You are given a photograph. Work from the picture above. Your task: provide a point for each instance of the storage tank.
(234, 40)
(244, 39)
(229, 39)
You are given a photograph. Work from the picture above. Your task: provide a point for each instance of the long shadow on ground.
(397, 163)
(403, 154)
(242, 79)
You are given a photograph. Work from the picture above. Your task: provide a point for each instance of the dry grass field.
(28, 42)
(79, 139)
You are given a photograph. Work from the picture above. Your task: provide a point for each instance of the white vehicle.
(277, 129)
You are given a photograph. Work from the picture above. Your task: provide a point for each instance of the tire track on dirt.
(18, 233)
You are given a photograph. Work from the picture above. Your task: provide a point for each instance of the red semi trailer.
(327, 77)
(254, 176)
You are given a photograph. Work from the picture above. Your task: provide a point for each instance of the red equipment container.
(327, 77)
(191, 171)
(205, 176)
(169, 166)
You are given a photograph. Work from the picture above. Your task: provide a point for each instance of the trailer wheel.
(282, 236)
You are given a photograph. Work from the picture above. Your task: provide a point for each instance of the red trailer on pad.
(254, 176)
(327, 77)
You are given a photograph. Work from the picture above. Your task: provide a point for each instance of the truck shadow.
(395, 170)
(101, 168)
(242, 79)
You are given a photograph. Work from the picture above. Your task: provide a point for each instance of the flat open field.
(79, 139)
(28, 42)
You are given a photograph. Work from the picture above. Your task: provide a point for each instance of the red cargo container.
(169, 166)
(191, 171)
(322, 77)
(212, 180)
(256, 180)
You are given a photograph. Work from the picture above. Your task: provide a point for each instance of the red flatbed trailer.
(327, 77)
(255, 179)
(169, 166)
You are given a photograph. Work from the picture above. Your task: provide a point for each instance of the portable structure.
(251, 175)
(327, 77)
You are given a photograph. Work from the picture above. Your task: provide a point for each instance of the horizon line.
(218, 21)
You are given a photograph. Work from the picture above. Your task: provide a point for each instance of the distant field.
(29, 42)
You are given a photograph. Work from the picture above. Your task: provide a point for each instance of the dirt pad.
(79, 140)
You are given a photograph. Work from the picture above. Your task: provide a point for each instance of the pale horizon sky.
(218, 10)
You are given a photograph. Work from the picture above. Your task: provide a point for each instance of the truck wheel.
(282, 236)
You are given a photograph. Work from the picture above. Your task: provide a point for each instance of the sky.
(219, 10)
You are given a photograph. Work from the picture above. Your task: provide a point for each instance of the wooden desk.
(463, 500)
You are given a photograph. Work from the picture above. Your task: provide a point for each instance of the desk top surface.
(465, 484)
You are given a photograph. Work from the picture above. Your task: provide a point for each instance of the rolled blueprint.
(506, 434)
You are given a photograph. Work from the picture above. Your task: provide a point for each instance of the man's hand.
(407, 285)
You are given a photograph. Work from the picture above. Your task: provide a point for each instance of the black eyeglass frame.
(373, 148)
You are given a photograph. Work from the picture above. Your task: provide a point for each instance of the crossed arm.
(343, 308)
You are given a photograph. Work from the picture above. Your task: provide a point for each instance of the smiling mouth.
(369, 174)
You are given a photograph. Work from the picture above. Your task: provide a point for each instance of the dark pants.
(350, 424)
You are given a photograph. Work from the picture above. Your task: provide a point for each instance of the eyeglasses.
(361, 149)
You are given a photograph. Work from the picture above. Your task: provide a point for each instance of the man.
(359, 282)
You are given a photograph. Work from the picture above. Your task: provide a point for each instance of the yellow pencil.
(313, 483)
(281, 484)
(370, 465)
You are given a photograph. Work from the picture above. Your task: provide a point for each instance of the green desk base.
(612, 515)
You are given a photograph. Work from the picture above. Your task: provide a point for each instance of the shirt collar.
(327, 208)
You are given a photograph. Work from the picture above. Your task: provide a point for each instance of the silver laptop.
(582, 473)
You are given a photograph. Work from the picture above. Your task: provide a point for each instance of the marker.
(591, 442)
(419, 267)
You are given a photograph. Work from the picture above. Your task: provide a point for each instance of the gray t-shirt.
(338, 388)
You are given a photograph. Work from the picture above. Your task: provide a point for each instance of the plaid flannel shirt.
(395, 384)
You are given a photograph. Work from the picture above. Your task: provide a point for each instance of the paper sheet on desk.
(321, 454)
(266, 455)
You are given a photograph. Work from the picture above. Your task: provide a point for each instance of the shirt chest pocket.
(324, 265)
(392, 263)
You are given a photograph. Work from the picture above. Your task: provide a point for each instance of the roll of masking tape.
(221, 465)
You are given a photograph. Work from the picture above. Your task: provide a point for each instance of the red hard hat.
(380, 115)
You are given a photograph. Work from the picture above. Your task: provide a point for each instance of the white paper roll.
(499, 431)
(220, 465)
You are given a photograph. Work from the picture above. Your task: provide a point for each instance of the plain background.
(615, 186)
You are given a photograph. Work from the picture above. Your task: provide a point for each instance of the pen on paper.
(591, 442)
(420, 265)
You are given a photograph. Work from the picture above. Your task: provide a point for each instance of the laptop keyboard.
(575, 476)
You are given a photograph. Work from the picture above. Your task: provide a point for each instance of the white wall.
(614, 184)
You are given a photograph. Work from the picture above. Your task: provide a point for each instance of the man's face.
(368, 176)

__________________________________________________

— Exercise objective —
Please convert the listing above into a Markdown table with the columns "No." and "Line", giving each non-blank line its own numbered row in order and omitting blank lines.

— Output for this task —
| No. | Line |
|---|---|
| 1 | You are given a photograph. Work from the picture above. Your task: provide a point for each instance of the storage tank. |
| 2 | (234, 40) |
| 3 | (244, 39) |
| 4 | (229, 39) |
| 5 | You are given a photograph. Work from the picture above. Your task: provide a point for each instance of the long shadow on ground. |
| 6 | (397, 163) |
| 7 | (403, 154) |
| 8 | (242, 79) |
| 9 | You are given a photograph. Work from the picture above. Your task: provide a point for each instance of the dry grass field. |
| 10 | (28, 42) |
| 11 | (79, 139) |
| 12 | You are given a photograph. Work from the picture above. Your task: provide a point for each instance of the white vehicle. |
| 13 | (277, 129) |
| 14 | You are given a photograph. Work from the picture above. Your task: provide a point for each instance of the tire track on dirt. |
| 15 | (18, 233) |
| 16 | You are given a photograph. Work from the picture above. Your task: provide a point for each instance of the red semi trailer. |
| 17 | (327, 77) |
| 18 | (254, 176) |
| 19 | You are given a photograph. Work from the picture above. Your task: provide a point for each instance of the red equipment container. |
| 20 | (327, 77) |
| 21 | (191, 171) |
| 22 | (205, 176) |
| 23 | (169, 166) |
| 24 | You are given a photograph. Work from the picture above. Your task: provide a point for each instance of the trailer wheel. |
| 25 | (282, 236) |
| 26 | You are given a photograph. Work from the picture above. Your task: provide a point for each instance of the red trailer on pad. |
| 27 | (254, 176) |
| 28 | (327, 77) |
| 29 | You are given a photograph. Work from the picture above. Your task: provide a point for each instance of the truck shadow. |
| 30 | (395, 170) |
| 31 | (101, 168) |
| 32 | (242, 79) |
| 33 | You are given a photograph. Work from the picture above. Your task: provide a point for each instance of the flat open field. |
| 34 | (79, 139) |
| 35 | (28, 42) |
| 36 | You are given a photograph. Work from the picture above. Your task: provide a point for each instance of the red cargo container. |
| 37 | (169, 166) |
| 38 | (191, 171) |
| 39 | (322, 77) |
| 40 | (212, 180) |
| 41 | (256, 180) |
| 42 | You are given a photograph. Work from the picture above. Your task: provide a point for each instance of the red flatbed trailer. |
| 43 | (327, 77) |
| 44 | (255, 179) |
| 45 | (169, 166) |
| 46 | You are given a photograph. Work from the picture above. Your task: provide a point for each instance of the portable structure. |
| 47 | (251, 175) |
| 48 | (327, 77) |
| 49 | You are given a photograph. Work from the picture above. Your task: provide a point for each instance of the horizon line. |
| 50 | (218, 21) |
| 51 | You are given a photograph. Work from the picture above. Your task: provide a point for each instance of the distant field. |
| 52 | (29, 42) |
| 53 | You are given a photograph. Work from the picture above. Your task: provide a point for each instance of the dirt pad. |
| 54 | (79, 140) |
| 55 | You are given a photograph. Work from the picture above. Your task: provide a point for each instance of the pale horizon sky. |
| 56 | (218, 10) |
| 57 | You are given a photograph. Work from the picture above. Your task: provide a point for each instance of the truck wheel. |
| 58 | (282, 236) |
| 59 | You are given a photograph. Work from the picture above. Your task: provide a point for each instance of the sky. |
| 60 | (219, 10) |
| 61 | You are given a photograph. Work from the picture above. Your task: provide a point for each instance of the wooden desk. |
| 62 | (463, 500) |
| 63 | You are given a photograph. Work from the picture above. Your task: provide a point for each instance of the desk top surface. |
| 64 | (465, 484) |
| 65 | You are given a photograph. Work from the picture above. Your task: provide a point for each instance of the rolled blueprint. |
| 66 | (506, 434) |
| 67 | You are given a photograph. Work from the picture above. Your task: provide a point for each instance of the man's hand. |
| 68 | (407, 285) |
| 69 | You are given a photograph. Work from the picture above. Your task: provide a point for each instance of the black eyeglass frame. |
| 70 | (373, 148) |
| 71 | You are given a photograph. Work from the picture above. Your task: provide a point for each instance of the crossed arm. |
| 72 | (343, 308) |
| 73 | You are given a photograph. Work from the picture above. Your task: provide a point for each instance of the smiling mouth. |
| 74 | (369, 174) |
| 75 | You are given a photograph. Work from the picture above. Your task: provide a point for each instance of the dark pants. |
| 76 | (350, 424) |
| 77 | You are given a photograph. Work from the picture above. Your task: provide a point for each instance of the eyeglasses. |
| 78 | (361, 149) |
| 79 | You are given a photograph. Work from the picture above. Your task: provide a point for each instance of the man. |
| 80 | (359, 282) |
| 81 | You are given a photograph. Work from the picture above. Your task: provide a point for each instance of the yellow pencil. |
| 82 | (313, 483) |
| 83 | (281, 484) |
| 84 | (370, 465) |
| 85 | You are given a photograph. Work from the picture above. Your task: provide a point for each instance of the green desk base. |
| 86 | (612, 515) |
| 87 | You are given a photograph. Work from the picture above. Your task: provide a point for each instance of the shirt collar. |
| 88 | (327, 208) |
| 89 | You are given a photograph. Work from the picture above. Your task: provide a point for each instance of the silver laptop. |
| 90 | (582, 473) |
| 91 | You are given a photograph. Work from the picture above. Your task: provide a point for each instance of the marker. |
| 92 | (591, 442) |
| 93 | (419, 267) |
| 94 | You are given a photograph. Work from the picture above. Your task: provide a point for each instance of the gray t-shirt. |
| 95 | (338, 388) |
| 96 | You are given a photograph. Work from the picture above. Your task: provide a point for each instance of the plaid flannel shirt. |
| 97 | (395, 384) |
| 98 | You are given a photograph. Work from the picture above. Your task: provide a point for each instance of the paper sheet on desk. |
| 99 | (321, 454) |
| 100 | (266, 455) |
| 101 | You are given a photograph. Work from the picture above. Your task: provide a point for each instance of the shirt chest pocket. |
| 102 | (324, 265) |
| 103 | (392, 263) |
| 104 | You are given a photograph. Work from the picture above. Your task: provide a point for each instance of the roll of masking tape. |
| 105 | (221, 465) |
| 106 | You are given a photograph. Work from the picture above. Your task: provide a point for each instance of the red hard hat. |
| 107 | (380, 115) |
| 108 | You are given a photograph. Work from the picture above. Your task: provide a point for each instance of the white paper roll. |
| 109 | (499, 431) |
| 110 | (220, 465) |
| 111 | You are given a photograph. Work from the picture above. Your task: provide a point for each instance of the plain background. |
| 112 | (615, 186) |
| 113 | You are given a photograph. Work from the picture above. Your task: provide a point for each instance of the pen on paper. |
| 114 | (591, 442) |
| 115 | (420, 265) |
| 116 | You are given a photograph. Work from the picture above. Your task: provide a point for each instance of the laptop keyboard. |
| 117 | (575, 476) |
| 118 | You are given a photograph. Work from the picture above. Your task: provide a point for each instance of the white wall. |
| 119 | (614, 184) |
| 120 | You are given a photograph. Work from the picture above. Your task: provide a point for each instance of the man's face. |
| 121 | (368, 176) |